**Items listed in a dataset**
+++

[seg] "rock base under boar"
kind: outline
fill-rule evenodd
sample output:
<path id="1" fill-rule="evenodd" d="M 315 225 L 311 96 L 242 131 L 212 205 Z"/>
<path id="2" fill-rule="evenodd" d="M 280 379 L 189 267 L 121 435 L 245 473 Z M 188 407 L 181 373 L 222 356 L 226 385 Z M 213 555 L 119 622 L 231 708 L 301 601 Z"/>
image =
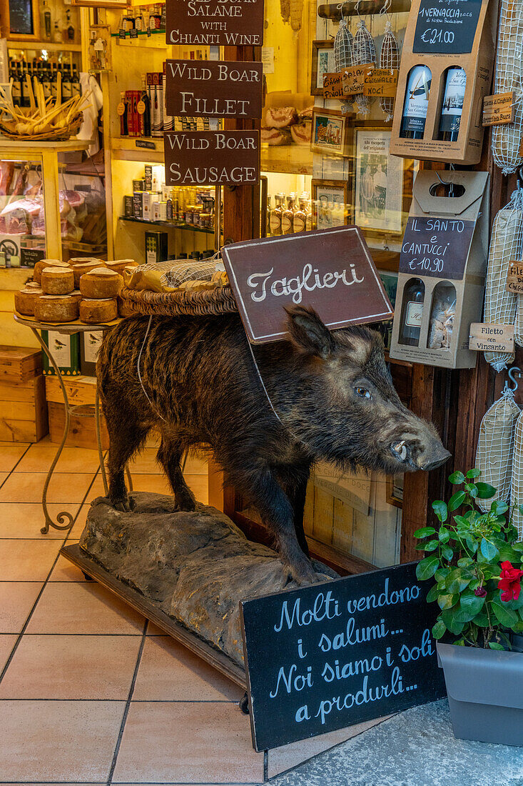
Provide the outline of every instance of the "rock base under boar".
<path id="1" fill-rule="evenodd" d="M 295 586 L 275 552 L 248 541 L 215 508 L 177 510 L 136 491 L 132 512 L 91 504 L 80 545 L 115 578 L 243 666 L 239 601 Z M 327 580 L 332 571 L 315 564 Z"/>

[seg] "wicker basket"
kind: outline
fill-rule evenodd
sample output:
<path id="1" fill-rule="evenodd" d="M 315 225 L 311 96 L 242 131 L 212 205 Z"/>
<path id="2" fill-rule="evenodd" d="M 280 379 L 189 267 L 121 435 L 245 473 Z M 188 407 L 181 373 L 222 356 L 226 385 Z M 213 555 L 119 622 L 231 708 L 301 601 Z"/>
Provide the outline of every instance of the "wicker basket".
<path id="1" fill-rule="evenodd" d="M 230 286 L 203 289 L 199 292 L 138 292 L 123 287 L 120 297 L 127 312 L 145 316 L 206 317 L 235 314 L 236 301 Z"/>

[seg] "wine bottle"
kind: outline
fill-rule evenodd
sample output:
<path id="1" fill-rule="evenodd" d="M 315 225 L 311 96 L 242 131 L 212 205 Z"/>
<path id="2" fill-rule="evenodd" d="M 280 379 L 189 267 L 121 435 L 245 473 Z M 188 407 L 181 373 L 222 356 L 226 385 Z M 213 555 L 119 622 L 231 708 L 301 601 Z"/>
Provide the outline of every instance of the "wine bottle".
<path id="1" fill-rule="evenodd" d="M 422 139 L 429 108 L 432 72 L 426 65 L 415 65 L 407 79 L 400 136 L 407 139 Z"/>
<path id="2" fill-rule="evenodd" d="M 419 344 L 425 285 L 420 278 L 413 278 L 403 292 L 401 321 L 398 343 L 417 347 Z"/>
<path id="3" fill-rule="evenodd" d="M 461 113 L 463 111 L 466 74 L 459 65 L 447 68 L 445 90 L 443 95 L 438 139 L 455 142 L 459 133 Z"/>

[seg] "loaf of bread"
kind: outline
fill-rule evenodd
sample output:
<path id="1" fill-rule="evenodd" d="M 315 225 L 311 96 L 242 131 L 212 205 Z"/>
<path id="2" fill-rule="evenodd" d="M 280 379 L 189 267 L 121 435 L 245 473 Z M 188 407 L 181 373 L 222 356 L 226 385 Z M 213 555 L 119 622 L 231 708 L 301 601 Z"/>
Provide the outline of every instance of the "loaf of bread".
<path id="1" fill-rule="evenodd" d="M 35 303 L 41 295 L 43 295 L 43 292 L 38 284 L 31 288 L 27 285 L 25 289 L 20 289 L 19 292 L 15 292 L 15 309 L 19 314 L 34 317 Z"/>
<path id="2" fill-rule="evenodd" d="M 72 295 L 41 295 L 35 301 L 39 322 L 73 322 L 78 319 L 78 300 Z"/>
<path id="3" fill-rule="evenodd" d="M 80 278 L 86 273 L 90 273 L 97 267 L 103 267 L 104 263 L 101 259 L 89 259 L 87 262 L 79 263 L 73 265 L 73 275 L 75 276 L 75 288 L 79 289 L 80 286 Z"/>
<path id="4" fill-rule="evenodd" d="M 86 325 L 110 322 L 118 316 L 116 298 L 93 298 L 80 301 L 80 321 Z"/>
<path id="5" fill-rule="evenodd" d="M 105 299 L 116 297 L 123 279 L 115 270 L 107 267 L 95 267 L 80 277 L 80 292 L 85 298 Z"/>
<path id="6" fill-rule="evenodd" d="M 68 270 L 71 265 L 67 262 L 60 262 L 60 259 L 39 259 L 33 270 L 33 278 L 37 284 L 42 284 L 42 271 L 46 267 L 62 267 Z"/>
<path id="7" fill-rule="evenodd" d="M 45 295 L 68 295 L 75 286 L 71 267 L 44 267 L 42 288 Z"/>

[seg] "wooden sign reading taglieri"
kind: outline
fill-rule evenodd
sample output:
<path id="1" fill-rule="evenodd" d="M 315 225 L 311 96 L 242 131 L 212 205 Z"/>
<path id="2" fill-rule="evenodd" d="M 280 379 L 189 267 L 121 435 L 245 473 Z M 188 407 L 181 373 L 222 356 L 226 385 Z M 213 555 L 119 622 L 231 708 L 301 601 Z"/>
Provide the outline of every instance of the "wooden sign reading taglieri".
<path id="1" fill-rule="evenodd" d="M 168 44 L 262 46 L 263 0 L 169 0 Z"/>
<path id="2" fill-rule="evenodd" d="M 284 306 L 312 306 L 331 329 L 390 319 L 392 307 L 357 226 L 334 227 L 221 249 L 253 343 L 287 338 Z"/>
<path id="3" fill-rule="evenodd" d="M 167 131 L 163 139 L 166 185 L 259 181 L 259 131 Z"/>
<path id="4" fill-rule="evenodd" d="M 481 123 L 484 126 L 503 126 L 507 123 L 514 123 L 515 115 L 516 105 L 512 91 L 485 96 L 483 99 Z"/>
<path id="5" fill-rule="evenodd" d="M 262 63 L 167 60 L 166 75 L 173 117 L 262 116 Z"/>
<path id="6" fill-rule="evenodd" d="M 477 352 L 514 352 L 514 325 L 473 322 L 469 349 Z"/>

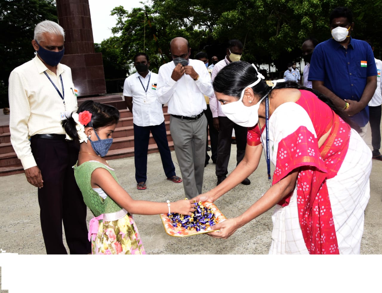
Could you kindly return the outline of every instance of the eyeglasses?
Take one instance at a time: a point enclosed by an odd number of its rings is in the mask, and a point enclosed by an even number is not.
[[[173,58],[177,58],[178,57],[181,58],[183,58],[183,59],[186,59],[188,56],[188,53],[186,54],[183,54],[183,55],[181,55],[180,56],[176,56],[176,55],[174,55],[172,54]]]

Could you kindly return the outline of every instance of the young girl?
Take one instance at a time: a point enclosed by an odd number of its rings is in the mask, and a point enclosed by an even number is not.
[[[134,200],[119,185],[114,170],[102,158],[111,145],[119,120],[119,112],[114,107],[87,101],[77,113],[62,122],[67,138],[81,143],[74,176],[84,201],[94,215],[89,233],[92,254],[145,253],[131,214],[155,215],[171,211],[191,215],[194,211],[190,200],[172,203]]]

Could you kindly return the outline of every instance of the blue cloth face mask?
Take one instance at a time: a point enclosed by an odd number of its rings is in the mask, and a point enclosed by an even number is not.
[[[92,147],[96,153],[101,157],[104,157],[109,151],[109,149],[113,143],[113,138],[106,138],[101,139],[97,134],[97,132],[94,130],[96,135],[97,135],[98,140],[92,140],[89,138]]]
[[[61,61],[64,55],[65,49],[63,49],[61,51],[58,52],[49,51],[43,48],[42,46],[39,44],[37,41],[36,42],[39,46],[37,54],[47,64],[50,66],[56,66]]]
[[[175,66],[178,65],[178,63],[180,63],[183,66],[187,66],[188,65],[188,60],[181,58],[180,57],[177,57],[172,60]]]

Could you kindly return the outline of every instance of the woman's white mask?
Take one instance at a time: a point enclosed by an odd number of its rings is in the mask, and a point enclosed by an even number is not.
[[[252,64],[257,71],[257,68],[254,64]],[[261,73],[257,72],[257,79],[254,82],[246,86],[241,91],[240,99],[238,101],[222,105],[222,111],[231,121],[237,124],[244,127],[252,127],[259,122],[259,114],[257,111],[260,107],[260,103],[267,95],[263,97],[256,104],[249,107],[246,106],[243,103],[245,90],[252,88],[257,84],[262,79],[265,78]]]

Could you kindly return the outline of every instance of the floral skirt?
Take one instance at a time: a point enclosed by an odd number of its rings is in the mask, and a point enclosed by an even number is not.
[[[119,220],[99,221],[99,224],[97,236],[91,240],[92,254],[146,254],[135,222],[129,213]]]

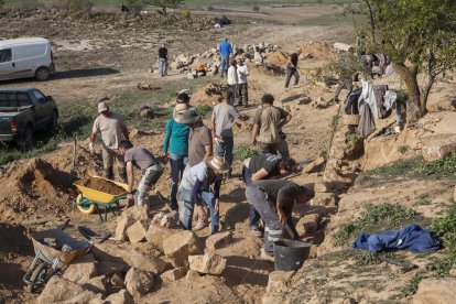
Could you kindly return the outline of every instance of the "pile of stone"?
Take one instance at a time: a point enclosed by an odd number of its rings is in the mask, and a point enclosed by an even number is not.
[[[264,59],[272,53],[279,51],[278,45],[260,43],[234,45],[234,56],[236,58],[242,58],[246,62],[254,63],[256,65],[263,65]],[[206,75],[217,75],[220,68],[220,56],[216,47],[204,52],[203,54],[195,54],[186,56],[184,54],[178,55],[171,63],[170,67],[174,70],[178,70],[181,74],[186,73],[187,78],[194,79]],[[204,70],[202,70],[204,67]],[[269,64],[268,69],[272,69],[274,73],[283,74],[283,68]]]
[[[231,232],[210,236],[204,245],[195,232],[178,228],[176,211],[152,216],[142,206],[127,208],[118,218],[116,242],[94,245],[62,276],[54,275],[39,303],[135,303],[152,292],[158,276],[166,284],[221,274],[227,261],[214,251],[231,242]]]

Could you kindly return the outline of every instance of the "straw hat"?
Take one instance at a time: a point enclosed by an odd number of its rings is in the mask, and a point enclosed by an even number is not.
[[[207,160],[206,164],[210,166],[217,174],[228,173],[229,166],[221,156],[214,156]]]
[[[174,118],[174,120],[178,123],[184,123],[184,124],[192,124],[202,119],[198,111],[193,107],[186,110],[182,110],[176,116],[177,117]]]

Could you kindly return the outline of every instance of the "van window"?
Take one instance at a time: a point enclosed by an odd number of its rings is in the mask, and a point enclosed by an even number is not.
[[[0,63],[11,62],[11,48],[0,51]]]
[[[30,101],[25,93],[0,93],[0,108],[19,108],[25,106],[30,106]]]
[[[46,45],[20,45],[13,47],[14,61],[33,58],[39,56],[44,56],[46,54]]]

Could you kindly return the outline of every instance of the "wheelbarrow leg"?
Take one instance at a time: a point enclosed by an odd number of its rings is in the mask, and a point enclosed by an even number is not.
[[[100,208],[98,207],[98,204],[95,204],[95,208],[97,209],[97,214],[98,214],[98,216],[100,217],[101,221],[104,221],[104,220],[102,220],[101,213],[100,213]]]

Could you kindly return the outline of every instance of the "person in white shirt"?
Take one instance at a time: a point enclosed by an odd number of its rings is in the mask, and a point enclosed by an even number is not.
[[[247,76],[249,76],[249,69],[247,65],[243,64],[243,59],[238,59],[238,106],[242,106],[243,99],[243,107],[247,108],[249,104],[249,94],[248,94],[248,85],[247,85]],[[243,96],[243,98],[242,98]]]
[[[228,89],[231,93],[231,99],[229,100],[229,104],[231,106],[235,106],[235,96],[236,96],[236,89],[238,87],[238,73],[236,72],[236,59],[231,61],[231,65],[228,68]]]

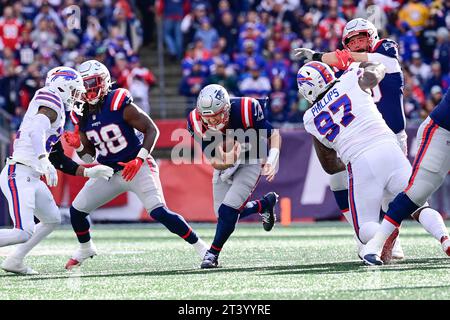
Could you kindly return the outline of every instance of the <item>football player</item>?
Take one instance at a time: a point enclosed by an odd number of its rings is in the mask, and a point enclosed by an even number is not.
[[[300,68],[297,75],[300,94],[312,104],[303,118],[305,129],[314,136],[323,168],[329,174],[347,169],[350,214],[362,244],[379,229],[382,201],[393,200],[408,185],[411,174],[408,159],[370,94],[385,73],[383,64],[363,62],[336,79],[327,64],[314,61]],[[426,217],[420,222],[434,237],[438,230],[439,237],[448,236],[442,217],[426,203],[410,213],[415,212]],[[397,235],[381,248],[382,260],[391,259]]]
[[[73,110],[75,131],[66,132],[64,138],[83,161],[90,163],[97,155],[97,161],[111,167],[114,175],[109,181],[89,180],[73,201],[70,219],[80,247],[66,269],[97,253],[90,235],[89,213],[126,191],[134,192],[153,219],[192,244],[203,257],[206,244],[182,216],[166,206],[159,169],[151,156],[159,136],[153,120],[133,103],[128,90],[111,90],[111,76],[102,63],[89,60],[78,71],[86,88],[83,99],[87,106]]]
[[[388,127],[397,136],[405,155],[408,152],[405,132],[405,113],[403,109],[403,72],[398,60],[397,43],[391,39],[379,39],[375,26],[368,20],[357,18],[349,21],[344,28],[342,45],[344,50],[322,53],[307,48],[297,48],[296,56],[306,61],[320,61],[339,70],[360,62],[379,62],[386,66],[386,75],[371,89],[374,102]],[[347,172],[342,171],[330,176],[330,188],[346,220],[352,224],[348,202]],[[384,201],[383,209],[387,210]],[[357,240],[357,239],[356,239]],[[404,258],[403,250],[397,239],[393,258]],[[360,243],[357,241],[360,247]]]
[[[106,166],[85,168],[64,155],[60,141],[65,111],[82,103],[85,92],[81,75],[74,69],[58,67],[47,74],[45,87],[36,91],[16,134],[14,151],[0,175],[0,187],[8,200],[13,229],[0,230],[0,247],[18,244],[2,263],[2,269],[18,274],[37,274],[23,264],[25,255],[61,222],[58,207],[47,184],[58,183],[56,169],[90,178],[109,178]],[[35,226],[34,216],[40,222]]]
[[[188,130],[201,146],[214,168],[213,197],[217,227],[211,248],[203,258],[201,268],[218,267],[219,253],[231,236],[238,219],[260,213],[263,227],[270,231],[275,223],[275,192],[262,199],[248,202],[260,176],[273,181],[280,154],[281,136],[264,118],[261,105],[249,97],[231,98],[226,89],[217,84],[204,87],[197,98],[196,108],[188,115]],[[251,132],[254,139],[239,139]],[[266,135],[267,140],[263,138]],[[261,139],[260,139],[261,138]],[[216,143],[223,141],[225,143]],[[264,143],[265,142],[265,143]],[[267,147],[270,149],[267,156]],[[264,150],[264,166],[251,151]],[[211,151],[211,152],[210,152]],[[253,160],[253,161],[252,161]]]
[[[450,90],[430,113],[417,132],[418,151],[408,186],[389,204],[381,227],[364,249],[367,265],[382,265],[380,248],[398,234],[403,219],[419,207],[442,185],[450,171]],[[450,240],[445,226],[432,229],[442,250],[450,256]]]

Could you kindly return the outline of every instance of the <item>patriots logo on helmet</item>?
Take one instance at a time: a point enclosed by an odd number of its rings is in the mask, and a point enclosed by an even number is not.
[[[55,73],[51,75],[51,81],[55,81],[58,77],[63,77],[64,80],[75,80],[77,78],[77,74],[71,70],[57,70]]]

+++

Update the records from the start through the line that contains "295 586 L 275", replacing "instance" with "occurrence" and leaving everything else unchanged. Leave the pictures out of your answer.

**Written reply**
[seg] "rock base under boar"
kind: outline
fill-rule evenodd
sample output:
<path id="1" fill-rule="evenodd" d="M 315 225 L 311 96 L 242 131 L 212 205 Z"/>
<path id="2" fill-rule="evenodd" d="M 280 379 L 189 267 L 121 435 L 245 473 Z M 188 407 L 181 373 L 222 356 L 226 385 Z M 213 555 L 119 622 L 231 708 L 301 601 Z"/>
image =
Provide the outline of every occurrence of the "rock base under boar".
<path id="1" fill-rule="evenodd" d="M 295 586 L 275 552 L 248 541 L 215 508 L 177 510 L 136 491 L 132 512 L 91 504 L 80 545 L 115 578 L 243 666 L 239 601 Z M 327 580 L 332 571 L 315 564 Z"/>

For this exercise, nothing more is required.